(What you have to do) Filter the data below for the string "kiosk" and copy each matching line.
══ Data to process
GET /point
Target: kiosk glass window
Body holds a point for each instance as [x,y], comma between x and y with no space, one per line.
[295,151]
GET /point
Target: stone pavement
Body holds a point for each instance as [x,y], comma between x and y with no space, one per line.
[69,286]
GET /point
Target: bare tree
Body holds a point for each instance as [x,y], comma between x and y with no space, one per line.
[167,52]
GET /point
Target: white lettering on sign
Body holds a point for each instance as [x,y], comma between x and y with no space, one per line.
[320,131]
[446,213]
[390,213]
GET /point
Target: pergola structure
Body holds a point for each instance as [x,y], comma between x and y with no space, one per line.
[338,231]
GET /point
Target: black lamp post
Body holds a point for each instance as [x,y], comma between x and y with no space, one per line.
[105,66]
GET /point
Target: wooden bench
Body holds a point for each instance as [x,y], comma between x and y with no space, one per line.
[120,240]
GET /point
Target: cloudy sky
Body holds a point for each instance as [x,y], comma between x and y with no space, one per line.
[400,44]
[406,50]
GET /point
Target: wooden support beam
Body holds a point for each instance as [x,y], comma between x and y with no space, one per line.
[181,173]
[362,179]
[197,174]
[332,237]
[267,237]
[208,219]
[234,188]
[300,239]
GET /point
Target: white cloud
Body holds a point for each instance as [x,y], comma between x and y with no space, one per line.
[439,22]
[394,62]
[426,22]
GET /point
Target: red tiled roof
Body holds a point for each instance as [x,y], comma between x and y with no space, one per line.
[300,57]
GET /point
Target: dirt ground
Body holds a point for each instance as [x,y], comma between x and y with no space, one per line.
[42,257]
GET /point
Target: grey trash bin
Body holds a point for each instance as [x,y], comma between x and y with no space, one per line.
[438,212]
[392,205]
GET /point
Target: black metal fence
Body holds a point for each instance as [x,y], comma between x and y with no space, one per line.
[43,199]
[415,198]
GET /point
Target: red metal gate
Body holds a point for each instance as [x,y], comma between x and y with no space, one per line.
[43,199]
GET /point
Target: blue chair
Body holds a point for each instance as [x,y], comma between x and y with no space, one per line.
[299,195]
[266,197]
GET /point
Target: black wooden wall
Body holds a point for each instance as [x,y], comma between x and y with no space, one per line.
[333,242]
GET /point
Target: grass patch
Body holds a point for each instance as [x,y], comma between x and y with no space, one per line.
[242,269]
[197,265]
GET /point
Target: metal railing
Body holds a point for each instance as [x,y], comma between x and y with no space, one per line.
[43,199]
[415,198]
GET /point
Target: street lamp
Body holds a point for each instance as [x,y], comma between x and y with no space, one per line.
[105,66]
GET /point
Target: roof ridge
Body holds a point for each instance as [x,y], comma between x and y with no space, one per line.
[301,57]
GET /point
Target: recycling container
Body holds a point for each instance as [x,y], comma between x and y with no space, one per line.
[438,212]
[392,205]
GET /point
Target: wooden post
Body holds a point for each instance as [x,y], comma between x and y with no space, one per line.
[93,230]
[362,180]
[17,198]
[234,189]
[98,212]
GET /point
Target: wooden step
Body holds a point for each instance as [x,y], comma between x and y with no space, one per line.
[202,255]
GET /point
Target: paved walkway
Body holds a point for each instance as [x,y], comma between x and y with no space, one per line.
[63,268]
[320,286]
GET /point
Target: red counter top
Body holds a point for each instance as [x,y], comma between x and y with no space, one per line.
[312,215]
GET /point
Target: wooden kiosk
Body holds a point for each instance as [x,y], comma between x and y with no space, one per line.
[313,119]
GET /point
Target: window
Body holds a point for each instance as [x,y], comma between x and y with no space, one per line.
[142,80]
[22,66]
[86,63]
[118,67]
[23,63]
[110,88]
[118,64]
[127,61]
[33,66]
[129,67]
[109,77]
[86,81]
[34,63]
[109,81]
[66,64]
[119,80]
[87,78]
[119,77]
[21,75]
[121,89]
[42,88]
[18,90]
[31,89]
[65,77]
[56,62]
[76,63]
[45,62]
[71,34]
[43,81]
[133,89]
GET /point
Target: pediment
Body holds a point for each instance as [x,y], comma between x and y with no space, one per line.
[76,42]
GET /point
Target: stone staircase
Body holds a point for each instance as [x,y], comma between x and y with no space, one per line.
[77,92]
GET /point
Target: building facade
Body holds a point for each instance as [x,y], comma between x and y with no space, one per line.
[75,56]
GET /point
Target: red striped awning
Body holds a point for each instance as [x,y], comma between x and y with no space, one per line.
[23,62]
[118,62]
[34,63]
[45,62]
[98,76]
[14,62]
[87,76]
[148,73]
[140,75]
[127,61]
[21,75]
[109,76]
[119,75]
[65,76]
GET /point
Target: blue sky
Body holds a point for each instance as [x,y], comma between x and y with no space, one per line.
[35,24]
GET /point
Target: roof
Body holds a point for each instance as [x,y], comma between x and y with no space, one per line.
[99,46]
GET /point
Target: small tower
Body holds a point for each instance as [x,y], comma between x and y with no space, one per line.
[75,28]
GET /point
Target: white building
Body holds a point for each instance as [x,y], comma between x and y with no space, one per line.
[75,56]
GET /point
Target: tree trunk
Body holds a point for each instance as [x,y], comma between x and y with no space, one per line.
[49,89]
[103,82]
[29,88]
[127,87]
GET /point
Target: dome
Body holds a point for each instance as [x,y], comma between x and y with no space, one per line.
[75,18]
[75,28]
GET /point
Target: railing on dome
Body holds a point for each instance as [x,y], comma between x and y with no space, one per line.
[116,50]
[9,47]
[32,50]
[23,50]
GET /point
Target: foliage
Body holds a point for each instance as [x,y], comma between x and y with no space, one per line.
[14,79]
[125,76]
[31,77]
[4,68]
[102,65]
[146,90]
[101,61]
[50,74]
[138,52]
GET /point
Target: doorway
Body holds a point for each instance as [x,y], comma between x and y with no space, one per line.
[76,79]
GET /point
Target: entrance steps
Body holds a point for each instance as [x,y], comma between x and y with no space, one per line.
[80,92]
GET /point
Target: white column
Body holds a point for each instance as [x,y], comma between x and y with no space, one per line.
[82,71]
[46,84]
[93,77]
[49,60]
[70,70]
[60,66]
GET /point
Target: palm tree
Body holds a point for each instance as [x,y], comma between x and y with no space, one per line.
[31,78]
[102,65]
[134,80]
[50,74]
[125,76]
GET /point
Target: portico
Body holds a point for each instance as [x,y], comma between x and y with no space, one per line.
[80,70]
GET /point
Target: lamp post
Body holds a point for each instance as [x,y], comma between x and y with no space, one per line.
════
(Response area)
Target: kiosk glass window
Target: wooden kiosk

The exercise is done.